## TASK TO COMPLETE
Repeat the lines from the line with "shoe in the photo above." to the line with "x=350, y=288", swapping "metal handrail" for "steel railing" and keeping everything else the same.

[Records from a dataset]
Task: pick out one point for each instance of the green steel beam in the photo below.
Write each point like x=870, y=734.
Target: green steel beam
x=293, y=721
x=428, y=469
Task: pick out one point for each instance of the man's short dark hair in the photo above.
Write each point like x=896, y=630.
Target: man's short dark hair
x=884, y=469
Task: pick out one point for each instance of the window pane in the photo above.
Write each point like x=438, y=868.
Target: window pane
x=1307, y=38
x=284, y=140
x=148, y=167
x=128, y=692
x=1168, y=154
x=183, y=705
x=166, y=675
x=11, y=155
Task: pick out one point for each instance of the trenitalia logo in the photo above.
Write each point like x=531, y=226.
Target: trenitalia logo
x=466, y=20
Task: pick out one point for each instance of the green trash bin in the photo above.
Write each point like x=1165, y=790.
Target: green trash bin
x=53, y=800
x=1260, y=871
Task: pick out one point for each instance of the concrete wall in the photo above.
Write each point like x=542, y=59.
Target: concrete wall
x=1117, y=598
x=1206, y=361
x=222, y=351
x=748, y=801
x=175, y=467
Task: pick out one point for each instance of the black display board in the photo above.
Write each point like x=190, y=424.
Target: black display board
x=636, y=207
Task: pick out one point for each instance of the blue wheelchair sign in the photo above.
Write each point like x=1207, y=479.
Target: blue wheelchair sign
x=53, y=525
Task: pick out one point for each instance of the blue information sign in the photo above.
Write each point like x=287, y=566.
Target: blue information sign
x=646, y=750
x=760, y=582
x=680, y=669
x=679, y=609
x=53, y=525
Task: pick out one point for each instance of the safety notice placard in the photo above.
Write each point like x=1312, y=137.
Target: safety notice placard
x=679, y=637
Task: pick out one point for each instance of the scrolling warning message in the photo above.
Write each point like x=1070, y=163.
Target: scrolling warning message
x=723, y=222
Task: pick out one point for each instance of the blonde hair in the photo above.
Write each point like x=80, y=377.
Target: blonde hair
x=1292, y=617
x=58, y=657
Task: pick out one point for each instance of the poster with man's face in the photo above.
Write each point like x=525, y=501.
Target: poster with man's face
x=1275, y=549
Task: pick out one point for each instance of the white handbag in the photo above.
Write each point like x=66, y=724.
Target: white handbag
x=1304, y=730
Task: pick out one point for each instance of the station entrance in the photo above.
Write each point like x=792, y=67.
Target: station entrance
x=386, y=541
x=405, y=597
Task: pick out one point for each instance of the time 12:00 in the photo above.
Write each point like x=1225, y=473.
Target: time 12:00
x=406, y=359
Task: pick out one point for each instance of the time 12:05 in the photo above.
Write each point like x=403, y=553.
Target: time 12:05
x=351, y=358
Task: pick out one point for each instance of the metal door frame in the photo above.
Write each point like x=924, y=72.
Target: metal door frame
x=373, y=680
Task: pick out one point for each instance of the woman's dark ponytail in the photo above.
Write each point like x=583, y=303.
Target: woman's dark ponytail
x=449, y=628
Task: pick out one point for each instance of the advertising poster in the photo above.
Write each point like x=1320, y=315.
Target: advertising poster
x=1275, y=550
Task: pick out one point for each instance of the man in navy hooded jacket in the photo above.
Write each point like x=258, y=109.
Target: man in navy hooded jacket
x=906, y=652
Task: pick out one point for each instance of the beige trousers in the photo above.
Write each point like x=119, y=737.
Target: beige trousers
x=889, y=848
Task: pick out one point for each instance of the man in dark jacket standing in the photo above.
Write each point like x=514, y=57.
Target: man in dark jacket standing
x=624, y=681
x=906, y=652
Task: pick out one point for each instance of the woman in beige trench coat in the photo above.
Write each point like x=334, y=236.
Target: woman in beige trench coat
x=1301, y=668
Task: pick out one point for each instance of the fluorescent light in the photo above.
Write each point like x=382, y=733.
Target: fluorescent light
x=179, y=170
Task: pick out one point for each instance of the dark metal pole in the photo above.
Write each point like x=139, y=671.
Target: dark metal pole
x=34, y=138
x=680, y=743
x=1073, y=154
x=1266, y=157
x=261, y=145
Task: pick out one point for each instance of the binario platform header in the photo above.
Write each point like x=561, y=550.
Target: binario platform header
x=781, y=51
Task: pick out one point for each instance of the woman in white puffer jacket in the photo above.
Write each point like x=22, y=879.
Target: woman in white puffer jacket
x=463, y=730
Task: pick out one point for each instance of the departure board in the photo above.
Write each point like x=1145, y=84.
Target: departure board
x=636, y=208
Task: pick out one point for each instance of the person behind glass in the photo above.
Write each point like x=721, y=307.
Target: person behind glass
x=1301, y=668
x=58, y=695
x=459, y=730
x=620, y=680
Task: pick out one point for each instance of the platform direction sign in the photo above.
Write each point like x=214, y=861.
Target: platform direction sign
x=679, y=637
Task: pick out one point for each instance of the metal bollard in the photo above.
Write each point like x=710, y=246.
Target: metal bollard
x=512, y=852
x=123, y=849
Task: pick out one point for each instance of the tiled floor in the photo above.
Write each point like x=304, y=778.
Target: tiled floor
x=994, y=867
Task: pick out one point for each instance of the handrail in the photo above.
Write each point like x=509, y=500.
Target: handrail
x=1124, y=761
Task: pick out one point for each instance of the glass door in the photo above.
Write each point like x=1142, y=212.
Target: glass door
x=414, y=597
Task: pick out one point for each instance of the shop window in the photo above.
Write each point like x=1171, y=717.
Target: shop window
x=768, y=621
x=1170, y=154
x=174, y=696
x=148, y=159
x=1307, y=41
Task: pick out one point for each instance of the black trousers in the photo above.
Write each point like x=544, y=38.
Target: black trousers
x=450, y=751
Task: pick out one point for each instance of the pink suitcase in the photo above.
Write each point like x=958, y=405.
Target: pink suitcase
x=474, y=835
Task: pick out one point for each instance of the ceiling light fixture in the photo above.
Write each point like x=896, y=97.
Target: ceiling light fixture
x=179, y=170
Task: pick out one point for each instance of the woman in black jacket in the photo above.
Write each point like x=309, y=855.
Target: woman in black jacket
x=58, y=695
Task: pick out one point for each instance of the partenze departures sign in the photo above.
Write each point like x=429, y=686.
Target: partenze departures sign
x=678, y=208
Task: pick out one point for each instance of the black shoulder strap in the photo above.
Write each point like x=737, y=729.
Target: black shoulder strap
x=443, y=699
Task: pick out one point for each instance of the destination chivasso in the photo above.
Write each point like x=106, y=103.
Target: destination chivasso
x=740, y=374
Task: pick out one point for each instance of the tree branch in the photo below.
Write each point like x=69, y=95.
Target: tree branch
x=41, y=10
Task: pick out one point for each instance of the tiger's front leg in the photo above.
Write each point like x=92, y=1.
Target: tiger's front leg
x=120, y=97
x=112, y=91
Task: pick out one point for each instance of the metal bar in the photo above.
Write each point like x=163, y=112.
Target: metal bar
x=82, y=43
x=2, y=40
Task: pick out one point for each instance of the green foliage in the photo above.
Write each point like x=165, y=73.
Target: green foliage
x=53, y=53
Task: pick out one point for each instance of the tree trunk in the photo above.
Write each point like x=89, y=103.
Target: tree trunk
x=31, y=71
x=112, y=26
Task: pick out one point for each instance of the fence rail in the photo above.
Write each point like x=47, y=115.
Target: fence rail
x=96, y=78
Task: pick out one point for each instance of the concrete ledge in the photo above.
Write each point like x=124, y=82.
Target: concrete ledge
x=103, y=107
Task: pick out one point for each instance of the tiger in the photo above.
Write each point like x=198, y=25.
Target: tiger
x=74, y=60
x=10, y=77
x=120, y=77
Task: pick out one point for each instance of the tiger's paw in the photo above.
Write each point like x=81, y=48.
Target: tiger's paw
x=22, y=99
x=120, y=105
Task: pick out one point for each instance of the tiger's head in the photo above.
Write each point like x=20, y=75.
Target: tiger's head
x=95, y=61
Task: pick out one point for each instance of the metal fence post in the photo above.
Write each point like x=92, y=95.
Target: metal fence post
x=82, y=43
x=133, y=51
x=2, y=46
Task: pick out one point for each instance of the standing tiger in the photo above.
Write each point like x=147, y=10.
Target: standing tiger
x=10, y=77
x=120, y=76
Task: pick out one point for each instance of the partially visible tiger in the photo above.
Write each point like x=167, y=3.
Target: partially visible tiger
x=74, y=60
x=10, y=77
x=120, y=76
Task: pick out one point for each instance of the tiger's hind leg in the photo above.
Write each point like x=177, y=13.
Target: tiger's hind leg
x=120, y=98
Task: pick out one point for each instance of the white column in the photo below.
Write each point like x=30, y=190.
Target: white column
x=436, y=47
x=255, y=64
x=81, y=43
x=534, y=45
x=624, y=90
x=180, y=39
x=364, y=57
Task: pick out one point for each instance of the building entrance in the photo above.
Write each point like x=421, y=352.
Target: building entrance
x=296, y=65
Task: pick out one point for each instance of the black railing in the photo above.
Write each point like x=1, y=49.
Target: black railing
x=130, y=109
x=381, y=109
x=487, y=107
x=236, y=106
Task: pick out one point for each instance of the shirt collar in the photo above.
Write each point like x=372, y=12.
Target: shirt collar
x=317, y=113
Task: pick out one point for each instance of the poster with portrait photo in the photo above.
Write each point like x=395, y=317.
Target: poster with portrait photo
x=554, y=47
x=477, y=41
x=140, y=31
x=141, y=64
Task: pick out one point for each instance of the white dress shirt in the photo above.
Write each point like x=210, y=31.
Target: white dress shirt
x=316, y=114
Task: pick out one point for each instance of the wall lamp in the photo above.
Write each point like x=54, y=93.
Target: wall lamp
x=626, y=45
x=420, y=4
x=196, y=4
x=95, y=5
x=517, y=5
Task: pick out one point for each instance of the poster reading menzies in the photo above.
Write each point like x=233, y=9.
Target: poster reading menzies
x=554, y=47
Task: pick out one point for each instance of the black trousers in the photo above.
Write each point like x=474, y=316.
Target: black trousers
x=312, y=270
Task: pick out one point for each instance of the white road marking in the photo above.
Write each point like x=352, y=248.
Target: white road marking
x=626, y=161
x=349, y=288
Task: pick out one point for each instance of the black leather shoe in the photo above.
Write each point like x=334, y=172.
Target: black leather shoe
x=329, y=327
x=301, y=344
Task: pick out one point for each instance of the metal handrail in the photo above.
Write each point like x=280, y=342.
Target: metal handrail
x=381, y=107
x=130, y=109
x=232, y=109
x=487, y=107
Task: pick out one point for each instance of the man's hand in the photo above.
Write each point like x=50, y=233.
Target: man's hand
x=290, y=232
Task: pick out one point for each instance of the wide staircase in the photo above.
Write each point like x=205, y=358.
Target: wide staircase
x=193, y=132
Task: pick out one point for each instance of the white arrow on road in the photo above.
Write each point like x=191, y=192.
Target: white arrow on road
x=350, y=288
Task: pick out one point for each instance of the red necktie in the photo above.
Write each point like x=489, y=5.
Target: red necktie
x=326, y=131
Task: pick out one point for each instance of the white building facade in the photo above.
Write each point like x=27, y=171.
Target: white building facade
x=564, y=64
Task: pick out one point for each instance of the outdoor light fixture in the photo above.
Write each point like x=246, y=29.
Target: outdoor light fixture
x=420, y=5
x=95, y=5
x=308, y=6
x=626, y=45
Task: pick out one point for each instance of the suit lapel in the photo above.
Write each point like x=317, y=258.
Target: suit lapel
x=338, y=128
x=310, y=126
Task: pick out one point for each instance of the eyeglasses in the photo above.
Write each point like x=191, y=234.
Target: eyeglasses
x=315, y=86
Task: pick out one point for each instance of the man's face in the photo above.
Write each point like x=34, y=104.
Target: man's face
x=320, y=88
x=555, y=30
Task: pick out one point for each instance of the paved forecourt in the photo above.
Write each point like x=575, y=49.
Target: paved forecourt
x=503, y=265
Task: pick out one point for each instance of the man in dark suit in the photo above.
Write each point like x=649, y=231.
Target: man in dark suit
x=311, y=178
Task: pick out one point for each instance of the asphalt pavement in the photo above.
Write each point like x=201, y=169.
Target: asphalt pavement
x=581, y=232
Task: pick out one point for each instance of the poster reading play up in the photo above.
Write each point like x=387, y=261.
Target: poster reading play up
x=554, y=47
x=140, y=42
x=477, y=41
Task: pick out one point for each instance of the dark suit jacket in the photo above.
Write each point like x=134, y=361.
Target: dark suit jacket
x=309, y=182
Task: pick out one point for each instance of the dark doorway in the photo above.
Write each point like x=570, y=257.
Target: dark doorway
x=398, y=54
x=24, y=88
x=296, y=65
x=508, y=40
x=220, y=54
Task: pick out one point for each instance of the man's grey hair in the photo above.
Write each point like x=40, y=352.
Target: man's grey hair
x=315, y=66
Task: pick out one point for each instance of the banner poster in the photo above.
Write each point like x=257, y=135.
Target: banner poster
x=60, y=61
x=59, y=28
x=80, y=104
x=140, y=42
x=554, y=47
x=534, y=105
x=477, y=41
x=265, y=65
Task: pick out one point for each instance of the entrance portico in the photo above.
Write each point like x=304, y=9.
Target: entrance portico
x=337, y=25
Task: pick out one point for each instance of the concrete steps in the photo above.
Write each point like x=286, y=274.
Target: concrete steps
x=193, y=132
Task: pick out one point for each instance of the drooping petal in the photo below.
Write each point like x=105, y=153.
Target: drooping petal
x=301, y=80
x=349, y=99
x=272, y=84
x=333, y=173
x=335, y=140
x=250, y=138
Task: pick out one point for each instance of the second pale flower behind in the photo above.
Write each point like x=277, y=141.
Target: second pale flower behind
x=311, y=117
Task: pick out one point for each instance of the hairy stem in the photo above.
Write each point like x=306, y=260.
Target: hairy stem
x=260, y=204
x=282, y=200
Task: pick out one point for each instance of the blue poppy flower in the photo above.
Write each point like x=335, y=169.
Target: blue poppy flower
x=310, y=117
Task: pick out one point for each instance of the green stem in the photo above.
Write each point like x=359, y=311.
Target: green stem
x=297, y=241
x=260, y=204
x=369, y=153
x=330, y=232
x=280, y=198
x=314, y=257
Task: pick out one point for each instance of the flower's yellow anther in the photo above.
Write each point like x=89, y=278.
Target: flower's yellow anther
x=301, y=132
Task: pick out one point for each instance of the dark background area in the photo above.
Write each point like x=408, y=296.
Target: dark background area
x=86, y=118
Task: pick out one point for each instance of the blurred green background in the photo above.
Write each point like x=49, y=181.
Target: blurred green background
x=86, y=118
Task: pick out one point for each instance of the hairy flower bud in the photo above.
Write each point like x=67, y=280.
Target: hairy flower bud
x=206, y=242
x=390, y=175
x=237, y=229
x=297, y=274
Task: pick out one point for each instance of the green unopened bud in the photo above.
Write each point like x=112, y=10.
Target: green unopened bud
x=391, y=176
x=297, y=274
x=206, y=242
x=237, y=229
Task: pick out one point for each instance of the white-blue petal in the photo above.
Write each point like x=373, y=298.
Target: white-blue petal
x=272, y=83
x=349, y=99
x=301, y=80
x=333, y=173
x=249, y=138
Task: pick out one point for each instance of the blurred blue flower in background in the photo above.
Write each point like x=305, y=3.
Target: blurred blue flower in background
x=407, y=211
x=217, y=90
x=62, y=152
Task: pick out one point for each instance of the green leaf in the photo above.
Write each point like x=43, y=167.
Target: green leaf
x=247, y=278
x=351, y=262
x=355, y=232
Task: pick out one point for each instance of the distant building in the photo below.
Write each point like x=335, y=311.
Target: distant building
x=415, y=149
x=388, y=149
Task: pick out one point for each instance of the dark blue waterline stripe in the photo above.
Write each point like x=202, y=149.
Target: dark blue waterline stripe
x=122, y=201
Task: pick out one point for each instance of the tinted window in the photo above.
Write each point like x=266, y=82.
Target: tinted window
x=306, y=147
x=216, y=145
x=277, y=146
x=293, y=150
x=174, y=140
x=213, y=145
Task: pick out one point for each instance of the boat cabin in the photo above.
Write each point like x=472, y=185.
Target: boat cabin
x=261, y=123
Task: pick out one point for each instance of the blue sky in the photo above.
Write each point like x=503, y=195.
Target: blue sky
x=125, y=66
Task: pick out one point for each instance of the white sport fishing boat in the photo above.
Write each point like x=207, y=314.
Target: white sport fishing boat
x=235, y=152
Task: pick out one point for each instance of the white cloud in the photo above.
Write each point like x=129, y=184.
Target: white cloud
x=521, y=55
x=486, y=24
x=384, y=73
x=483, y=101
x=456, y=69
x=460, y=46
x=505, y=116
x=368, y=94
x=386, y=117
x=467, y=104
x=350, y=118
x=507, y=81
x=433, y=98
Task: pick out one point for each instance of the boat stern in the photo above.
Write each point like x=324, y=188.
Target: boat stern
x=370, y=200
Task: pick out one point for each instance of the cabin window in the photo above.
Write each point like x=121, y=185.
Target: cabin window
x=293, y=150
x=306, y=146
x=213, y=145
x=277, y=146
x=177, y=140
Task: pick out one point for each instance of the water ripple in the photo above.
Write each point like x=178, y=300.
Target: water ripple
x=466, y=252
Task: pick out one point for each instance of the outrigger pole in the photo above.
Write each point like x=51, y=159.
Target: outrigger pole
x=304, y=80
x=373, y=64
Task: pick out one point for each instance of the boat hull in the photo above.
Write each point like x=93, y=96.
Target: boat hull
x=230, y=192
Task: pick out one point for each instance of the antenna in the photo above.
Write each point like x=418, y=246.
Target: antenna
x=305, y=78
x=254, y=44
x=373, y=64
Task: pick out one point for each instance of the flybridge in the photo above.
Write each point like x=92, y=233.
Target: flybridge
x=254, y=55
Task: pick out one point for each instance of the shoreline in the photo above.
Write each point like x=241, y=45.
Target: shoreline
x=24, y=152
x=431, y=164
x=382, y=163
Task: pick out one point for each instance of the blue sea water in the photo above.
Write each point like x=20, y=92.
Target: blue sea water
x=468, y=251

## WRITTEN SOLUTION
Task: pick out one point for each instance of the black leather shoe in the photo above.
Write each point like x=334, y=172.
Target: black leather shoe
x=329, y=327
x=301, y=344
Task: pick out one point for each instance of the steel railing in the photo above.
Write each point like x=280, y=342.
Target: steel railing
x=381, y=107
x=130, y=109
x=232, y=109
x=487, y=107
Task: pick out one point for each instance of the man's hand in the photo above.
Write each point like x=50, y=233.
Target: man's hand
x=290, y=232
Task: pick out one point for each instance of the wide staircase in the photo above.
Write each point like x=205, y=358.
Target: wide staircase
x=193, y=132
Task: pick out one point for each instance of the white arrow on road in the photo above.
Write each point like x=191, y=192.
Target: white arrow on road
x=350, y=288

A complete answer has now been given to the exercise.